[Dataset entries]
============================================================

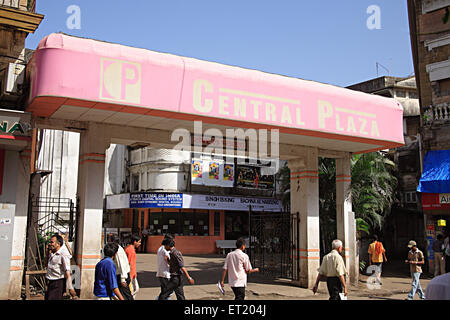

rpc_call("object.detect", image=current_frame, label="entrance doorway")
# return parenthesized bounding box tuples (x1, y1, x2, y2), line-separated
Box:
(249, 211, 298, 280)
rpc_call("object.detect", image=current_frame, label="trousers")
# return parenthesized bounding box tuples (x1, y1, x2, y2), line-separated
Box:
(231, 287, 246, 300)
(433, 252, 445, 276)
(158, 275, 185, 300)
(407, 272, 425, 300)
(326, 276, 343, 300)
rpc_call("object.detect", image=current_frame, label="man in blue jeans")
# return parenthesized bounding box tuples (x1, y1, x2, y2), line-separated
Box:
(405, 240, 426, 300)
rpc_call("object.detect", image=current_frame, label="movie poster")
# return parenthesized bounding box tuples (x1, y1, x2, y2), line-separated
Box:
(209, 162, 220, 180)
(237, 165, 274, 190)
(191, 160, 202, 178)
(223, 164, 234, 181)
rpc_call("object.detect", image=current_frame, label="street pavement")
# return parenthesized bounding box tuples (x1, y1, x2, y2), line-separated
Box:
(135, 253, 434, 300)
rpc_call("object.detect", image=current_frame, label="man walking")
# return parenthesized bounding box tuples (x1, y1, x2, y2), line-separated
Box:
(157, 235, 173, 299)
(405, 240, 426, 300)
(444, 232, 450, 273)
(158, 239, 195, 300)
(312, 239, 348, 300)
(125, 234, 141, 298)
(94, 242, 124, 300)
(220, 237, 259, 300)
(368, 235, 387, 284)
(433, 234, 445, 277)
(45, 234, 77, 300)
(111, 234, 133, 300)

============================================================

* DIRECTIONS
Faithful copy, images left out: write out every line of data.

* REPLY
rpc_call("object.detect", image=current_frame, label="entrance doorway")
# return parenthesized bounding box tuples (x1, y1, x2, y2), line-separated
Box:
(249, 211, 298, 280)
rpc_call("object.detect", image=current_frame, label="trousers")
# return parenthesized bounding box tuples (x1, y1, x2, y2), line-separated
Box:
(231, 287, 246, 300)
(433, 252, 445, 276)
(158, 275, 185, 300)
(407, 272, 425, 300)
(326, 276, 343, 300)
rpc_call("object.detect", image=current_frame, label="man in blue jeans")
# return parenthesized bounding box tuples (x1, y1, x2, y2), line-separated
Box:
(405, 240, 426, 300)
rpc_call("object.detect", image=current_frame, label="movie poster")
# return parenthesized bounding box tuples (x1, y1, x2, y2), line-separated
Box:
(209, 162, 220, 180)
(237, 165, 274, 190)
(191, 160, 202, 178)
(223, 164, 234, 181)
rpc_call("object.detect", image=current_frame, label="street pavement")
# return parenthesized bounding box tuples (x1, y1, x2, y2), line-separated
Box:
(135, 253, 434, 300)
rpc_call("object.detect", image=current_frame, label="man walking")
# return parenthesized bounding box tuples (x1, y1, x2, y2), line-separated
Box:
(157, 235, 173, 299)
(405, 240, 426, 300)
(444, 232, 450, 273)
(158, 239, 195, 300)
(312, 239, 348, 300)
(125, 234, 141, 298)
(94, 242, 124, 300)
(220, 237, 259, 300)
(368, 235, 387, 284)
(433, 234, 445, 277)
(45, 234, 77, 300)
(111, 234, 133, 300)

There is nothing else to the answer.